*Task to complete*. All of the entries below must be copied out exactly.

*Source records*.
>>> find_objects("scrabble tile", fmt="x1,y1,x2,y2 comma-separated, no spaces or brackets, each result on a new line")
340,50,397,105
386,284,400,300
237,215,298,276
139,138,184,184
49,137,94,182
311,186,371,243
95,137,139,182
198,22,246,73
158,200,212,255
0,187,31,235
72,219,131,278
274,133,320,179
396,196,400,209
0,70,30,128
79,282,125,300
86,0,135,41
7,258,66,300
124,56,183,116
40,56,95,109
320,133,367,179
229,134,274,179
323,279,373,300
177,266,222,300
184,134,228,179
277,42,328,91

*Solution to the problem*.
>>> find_objects("scrabble tile", fmt="x1,y1,x2,y2 comma-separated, no spaces or brackets, each result on a new line")
340,50,397,105
386,284,400,300
237,215,298,276
139,138,184,184
49,137,94,182
311,186,371,243
95,137,139,182
198,22,246,73
158,200,212,255
0,187,31,235
72,219,131,278
274,133,320,179
396,196,400,209
0,70,30,128
79,282,125,300
86,0,135,41
7,258,66,300
124,56,183,116
40,56,95,109
320,133,367,179
229,134,274,179
323,279,373,300
177,266,222,300
184,134,228,179
277,42,328,91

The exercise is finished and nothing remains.